Hi Alex,
I'm looking for a line driver for the Zeus amp. It should be able to drive the 600 ohm input transformer.
https://www.diyaudio.com/community/threads/zero-feedback-impedance-amplifiers.42259/post-488194
Current configuration with balanced DAC output 100ohm to the transformer doens't work. 100ohm seems too much.
1. You state "not two signals with opposite phase". Guess that's a problem?
2. Is the output impedance low enough?
I'd prefer to keep everything balanced from in to output so I would hope this driver could do the trick?
Hugo
Driving the Zeus with a bunch of opamps?
1. Unlike some BTL amps, a transformer's primary does not need two opposite-phase signals; one is enough.
2. In the stock schematic, the balanced output impedance is 44 ohm - it is just two resistors 22 ohm each:
The output impedance of the opamp is effectively zero thanks to NFB. R17 decouples the opamp from possible capacitive loads (e.g. cables) that otherwise might affect stability. R18 provides an impedance on the "cold" wire identical to that on the "hot", which helps the common mode rejection of the downstream device.
Transformers generally like being driven by low (or even negative) impedance sources, both for distortion and for the flatness of frequency response reasons. You can reduce R17/R18 as long as the opamp remains stable with the load, including when clipping and on fast transients. I think it should be easy to make it work.
But what doesn't work with just the trafo?
1. Unlike some BTL amps, a transformer's primary does not need two opposite-phase signals; one is enough.
2. In the stock schematic, the balanced output impedance is 44 ohm - it is just two resistors 22 ohm each:
The output impedance of the opamp is effectively zero thanks to NFB. R17 decouples the opamp from possible capacitive loads (e.g. cables) that otherwise might affect stability. R18 provides an impedance on the "cold" wire identical to that on the "hot", which helps the common mode rejection of the downstream device.

Data records.
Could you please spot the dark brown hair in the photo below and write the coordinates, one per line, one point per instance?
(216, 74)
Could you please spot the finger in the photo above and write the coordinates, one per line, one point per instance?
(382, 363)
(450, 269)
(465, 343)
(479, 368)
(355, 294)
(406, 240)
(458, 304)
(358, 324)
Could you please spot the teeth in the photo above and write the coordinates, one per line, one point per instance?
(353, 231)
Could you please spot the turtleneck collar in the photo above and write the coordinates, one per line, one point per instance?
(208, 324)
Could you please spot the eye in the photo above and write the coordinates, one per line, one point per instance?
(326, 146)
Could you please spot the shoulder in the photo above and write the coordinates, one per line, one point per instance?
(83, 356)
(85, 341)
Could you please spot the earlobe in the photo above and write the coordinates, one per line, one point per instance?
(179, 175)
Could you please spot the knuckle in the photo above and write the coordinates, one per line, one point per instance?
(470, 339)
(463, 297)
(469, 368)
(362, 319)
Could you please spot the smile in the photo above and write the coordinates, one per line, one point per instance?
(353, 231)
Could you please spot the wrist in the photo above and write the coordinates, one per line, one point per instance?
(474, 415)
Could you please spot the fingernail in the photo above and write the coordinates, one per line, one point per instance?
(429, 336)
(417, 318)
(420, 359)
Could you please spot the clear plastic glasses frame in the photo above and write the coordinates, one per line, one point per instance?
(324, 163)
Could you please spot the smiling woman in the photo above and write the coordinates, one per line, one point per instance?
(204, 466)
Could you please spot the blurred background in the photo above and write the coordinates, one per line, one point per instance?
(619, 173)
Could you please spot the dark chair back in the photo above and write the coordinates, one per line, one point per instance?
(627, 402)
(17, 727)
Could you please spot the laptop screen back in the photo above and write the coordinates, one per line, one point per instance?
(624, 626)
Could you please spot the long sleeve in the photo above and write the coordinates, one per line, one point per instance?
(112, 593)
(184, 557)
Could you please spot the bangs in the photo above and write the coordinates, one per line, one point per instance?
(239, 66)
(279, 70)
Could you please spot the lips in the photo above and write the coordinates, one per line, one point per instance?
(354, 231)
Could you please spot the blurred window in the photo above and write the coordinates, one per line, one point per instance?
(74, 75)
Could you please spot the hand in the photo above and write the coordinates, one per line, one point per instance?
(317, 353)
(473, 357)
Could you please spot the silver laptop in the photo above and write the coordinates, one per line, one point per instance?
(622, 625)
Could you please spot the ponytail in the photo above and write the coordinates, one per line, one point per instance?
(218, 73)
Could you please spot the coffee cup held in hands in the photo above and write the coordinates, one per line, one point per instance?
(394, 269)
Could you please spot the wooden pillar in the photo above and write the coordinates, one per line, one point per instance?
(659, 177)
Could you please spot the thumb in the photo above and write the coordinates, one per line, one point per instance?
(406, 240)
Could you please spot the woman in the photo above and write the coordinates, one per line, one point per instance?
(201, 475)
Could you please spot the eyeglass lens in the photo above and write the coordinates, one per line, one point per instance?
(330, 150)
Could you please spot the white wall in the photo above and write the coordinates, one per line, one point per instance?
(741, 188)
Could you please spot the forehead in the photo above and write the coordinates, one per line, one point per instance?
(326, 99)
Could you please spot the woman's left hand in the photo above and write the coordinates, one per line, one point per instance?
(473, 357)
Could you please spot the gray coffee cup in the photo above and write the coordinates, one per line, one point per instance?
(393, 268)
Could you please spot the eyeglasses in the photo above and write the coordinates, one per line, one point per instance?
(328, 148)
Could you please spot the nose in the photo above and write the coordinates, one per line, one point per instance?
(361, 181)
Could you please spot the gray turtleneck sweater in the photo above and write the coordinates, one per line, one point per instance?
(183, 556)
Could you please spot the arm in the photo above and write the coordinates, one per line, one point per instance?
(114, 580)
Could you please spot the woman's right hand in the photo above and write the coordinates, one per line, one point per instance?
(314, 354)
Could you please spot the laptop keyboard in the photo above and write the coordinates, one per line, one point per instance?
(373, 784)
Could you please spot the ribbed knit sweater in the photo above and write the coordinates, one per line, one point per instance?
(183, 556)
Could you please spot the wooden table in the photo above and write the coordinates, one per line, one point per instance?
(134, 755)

Work to do.
a) In the forum thread on a line driver for the Zeus amp, why does the stock schematic include R18?
b) From the forum thread on the Zeus amp line driver, retype the passage between "2. Is the output" and "bunch of opamps?", inclusive.

Responses to the exercise.
a) R18 puts an impedance on the "cold" wire that is identical to the one on the "hot" wire. This helps the common mode rejection of the downstream device.

b)
2. Is the output impedance low enough?
I'd prefer to keep everything balanced from in to output so I would hope this driver could do the trick?
Hugo
Driving the Zeus with a bunch of opamps?